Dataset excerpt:
--------------------------------
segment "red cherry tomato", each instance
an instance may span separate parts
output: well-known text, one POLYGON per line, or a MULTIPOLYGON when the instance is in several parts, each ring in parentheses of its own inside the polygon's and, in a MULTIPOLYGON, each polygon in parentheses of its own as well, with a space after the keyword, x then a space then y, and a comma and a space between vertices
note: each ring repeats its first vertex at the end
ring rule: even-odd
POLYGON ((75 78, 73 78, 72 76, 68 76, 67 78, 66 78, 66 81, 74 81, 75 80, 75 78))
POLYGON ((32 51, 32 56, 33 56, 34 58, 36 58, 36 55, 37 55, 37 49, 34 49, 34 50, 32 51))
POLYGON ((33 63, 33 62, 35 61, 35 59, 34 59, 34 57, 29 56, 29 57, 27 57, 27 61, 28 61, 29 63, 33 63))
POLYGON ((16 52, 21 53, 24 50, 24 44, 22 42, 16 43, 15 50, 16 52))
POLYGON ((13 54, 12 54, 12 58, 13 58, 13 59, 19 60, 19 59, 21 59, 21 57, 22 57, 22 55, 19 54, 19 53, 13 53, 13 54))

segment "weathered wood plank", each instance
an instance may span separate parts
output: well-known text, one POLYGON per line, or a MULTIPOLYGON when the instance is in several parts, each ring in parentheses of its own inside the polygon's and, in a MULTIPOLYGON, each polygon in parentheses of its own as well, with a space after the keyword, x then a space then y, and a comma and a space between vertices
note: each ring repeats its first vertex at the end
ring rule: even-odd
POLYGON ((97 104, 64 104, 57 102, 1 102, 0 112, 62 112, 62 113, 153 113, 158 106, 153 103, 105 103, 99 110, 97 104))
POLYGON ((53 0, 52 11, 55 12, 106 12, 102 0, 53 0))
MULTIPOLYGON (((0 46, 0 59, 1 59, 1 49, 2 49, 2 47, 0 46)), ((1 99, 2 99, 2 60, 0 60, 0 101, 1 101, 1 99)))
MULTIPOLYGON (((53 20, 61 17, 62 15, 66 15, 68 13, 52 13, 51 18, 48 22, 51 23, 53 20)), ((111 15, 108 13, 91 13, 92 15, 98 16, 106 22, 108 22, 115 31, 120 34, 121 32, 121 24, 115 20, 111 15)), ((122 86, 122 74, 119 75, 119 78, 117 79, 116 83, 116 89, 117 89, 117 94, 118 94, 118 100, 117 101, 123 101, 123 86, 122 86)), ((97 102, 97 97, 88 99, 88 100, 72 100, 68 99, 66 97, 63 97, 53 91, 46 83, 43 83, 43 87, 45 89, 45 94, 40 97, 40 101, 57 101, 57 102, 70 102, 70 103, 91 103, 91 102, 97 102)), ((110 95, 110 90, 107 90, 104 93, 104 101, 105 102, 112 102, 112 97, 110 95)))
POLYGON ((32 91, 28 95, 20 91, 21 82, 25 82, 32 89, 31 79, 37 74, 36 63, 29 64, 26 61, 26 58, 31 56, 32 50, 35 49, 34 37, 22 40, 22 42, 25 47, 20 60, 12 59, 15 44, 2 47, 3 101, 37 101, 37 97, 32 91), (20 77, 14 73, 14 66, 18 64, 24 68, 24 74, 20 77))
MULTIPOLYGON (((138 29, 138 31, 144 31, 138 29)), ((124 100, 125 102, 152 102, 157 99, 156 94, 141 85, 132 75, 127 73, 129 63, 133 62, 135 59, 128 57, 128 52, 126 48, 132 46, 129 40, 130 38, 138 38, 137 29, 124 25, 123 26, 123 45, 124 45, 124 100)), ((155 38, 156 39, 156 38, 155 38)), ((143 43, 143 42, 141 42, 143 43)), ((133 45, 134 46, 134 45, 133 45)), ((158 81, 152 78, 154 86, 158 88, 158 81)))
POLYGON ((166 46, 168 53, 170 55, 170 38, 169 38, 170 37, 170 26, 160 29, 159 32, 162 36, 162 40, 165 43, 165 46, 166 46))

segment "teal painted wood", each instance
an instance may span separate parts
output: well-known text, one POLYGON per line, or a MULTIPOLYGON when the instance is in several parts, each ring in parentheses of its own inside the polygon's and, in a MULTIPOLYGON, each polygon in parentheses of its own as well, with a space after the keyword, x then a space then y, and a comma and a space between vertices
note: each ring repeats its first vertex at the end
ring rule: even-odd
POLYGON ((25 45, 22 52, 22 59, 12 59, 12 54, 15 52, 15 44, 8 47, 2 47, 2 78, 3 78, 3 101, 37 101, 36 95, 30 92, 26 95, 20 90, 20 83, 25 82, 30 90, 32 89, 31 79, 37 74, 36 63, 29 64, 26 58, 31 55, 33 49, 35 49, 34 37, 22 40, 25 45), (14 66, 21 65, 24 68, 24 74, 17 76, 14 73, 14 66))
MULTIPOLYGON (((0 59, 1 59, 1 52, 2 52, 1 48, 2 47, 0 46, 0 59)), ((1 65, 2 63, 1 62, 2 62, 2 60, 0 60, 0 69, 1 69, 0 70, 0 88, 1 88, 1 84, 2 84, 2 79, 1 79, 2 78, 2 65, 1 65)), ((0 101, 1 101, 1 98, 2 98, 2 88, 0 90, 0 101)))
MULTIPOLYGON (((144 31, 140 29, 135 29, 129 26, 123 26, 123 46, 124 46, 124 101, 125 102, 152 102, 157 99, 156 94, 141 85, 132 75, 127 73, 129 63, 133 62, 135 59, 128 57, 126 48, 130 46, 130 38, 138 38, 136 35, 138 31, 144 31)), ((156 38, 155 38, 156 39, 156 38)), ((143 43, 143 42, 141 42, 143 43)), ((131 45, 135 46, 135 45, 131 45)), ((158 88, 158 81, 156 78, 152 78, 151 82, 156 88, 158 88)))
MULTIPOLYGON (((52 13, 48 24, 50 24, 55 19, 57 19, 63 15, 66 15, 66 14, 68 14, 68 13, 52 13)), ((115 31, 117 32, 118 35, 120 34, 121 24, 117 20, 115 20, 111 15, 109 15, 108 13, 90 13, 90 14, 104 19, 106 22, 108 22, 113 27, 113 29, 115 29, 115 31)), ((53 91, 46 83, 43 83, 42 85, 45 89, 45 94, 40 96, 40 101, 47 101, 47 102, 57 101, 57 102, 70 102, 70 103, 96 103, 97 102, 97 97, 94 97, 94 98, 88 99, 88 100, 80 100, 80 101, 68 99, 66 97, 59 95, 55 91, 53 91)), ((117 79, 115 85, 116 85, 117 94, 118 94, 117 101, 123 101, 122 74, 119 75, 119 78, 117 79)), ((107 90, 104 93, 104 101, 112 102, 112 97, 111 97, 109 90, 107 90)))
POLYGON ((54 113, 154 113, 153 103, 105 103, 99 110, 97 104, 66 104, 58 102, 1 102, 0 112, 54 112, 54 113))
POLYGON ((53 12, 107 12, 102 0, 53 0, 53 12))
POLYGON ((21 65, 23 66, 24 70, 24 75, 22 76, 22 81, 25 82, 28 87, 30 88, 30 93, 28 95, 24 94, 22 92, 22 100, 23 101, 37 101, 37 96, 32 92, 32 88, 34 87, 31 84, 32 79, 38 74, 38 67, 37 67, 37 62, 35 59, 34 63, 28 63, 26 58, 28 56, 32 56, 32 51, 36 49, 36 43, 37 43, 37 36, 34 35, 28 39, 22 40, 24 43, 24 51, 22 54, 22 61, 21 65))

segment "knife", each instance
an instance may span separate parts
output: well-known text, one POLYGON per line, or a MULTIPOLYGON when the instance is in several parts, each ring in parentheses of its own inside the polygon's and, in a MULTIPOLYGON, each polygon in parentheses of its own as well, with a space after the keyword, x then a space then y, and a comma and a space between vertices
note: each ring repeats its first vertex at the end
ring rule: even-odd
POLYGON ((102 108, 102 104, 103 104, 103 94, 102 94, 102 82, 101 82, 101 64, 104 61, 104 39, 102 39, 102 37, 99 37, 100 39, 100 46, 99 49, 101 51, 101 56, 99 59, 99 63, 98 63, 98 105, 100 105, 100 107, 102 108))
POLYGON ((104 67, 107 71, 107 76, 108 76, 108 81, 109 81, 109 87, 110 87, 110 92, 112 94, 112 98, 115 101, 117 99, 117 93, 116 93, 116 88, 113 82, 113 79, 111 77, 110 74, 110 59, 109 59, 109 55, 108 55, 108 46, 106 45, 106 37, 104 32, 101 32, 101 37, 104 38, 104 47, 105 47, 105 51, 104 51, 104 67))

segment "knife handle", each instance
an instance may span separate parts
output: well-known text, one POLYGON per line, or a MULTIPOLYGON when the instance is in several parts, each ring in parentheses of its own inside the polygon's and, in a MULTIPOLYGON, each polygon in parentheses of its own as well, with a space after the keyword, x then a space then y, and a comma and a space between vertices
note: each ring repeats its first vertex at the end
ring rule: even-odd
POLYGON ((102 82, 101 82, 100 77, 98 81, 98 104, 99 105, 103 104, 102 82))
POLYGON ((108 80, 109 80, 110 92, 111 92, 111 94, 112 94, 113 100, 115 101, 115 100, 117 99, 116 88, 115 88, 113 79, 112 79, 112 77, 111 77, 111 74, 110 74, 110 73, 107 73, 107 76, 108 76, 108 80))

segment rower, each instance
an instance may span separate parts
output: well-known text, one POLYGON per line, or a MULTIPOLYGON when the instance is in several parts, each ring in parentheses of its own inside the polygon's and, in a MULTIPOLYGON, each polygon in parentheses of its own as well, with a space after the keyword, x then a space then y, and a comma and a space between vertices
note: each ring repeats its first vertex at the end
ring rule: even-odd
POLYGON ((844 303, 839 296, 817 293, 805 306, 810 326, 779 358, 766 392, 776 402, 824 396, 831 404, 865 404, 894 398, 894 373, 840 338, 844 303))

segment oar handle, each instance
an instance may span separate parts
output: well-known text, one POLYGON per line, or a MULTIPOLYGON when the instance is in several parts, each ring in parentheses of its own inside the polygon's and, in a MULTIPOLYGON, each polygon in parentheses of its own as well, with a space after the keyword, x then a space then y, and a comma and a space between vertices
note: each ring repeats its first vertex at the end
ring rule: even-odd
--------------------------------
Exercise details:
Copy out the lines of the rows above word for word, starting at the line containing "segment rower, each instance" and ending at the line containing "POLYGON ((844 303, 839", with both of those lines included.

Response:
segment rower, each instance
an instance may span separate parts
output: well-known text, one POLYGON per line, or a MULTIPOLYGON when the instance is in several parts, each ring in parentheses of its own inside the polygon's and, in a MULTIPOLYGON, each polygon in parentheses of its own as well, with a space after the keyword, x then a space then y, and a comma and a space between vertices
note: each ring repeats its first vertex at the end
ring rule: even-odd
POLYGON ((844 303, 839 296, 817 293, 805 306, 810 326, 779 358, 766 392, 776 402, 824 396, 831 404, 865 404, 894 398, 894 373, 840 338, 844 303))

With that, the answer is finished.